→ Stated exercise
Edit the listing below by replacing every occurrence of "pin a point" with "place a dot". Keep everything else unchanged.

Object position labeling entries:
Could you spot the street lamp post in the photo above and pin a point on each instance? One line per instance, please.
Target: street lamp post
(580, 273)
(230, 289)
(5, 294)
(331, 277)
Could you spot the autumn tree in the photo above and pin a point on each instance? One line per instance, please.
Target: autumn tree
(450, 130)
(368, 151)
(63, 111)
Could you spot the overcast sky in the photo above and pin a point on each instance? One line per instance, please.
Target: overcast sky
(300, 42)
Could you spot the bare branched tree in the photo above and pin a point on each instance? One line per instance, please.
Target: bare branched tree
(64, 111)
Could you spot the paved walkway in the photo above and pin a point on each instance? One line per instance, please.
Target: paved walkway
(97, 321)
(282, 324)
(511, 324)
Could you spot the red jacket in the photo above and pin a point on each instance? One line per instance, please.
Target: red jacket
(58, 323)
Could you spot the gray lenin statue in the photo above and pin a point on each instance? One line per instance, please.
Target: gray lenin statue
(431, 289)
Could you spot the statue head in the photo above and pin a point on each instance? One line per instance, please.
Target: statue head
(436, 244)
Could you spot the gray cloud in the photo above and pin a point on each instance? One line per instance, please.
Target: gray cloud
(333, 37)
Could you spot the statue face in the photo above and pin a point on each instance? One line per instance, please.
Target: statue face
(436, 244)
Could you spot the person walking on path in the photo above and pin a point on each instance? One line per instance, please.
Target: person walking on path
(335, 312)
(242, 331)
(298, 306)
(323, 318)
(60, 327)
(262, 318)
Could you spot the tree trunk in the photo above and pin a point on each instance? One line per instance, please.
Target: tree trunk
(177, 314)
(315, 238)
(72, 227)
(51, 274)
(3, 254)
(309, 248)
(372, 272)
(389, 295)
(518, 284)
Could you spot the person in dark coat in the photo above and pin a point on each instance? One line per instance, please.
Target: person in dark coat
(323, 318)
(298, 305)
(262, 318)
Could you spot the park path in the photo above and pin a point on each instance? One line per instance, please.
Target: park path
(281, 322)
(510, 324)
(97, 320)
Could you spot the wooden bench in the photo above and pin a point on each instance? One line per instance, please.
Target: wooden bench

→ Response to the exercise
Could you spot the street lamp post in the photo above and place a dot on each instance? One line per instance, please.
Target: street lamp post
(580, 273)
(230, 289)
(5, 294)
(331, 277)
Could you spot the autumn tree in the photo above and place a dot on each instance? One line per instance, please.
Target: autumn tree
(450, 130)
(368, 151)
(63, 111)
Could you spot the overcast sky in the photo above and place a dot on each instance? One line per instance, please.
Target: overcast sky
(300, 42)
Could you spot the bare branched tree in the photo above and place a dot on each instance? One line per instance, please.
Target: bare branched tree
(64, 111)
Could you spot the paved walkway in the photo above and place a dot on each instance? One line per instance, please.
Target: paved walkway
(97, 321)
(282, 324)
(511, 324)
Could you spot the red jacket in the photo above and place a dot on each instance? One line per instance, please.
Target: red jacket
(58, 323)
Could you spot the gray lenin statue in the photo above and place a dot on each instance? One line per instance, please.
Target: gray lenin statue
(431, 289)
Could you spot the statue head in the photo above and place a dot on each instance? One line per instance, please.
Target: statue head
(436, 244)
Could you spot the gray cloud in the photo above and place a dot on each instance? One line per instance, please.
Target: gray cloud
(333, 37)
Could you spot the statue face in the photo above and place a dot on each instance? One line per instance, please.
Target: statue face
(436, 244)
Could you spot the person walking on path in the photo above and place a dot on each instance? One line per instance, please.
Target: person walking on path
(335, 312)
(242, 331)
(298, 306)
(323, 318)
(60, 327)
(262, 318)
Could you spot the tree trunk in the photo above and place a dot on each instance? One line per instance, please.
Target: tree trunk
(177, 314)
(315, 238)
(72, 227)
(51, 274)
(3, 254)
(309, 248)
(372, 272)
(389, 295)
(518, 284)
Could you spot the person in dark coat in the photo above and place a dot on each instance? One line per instance, please.
Target: person in dark coat
(323, 318)
(298, 305)
(262, 318)
Could you spot the park path in the photo above and place a dot on each instance? One line per instance, please.
Target: park path
(281, 322)
(510, 324)
(97, 320)
Could you spot the wooden bench in the photo above and place a dot on each instance? One line per instance, please.
Target: wooden bench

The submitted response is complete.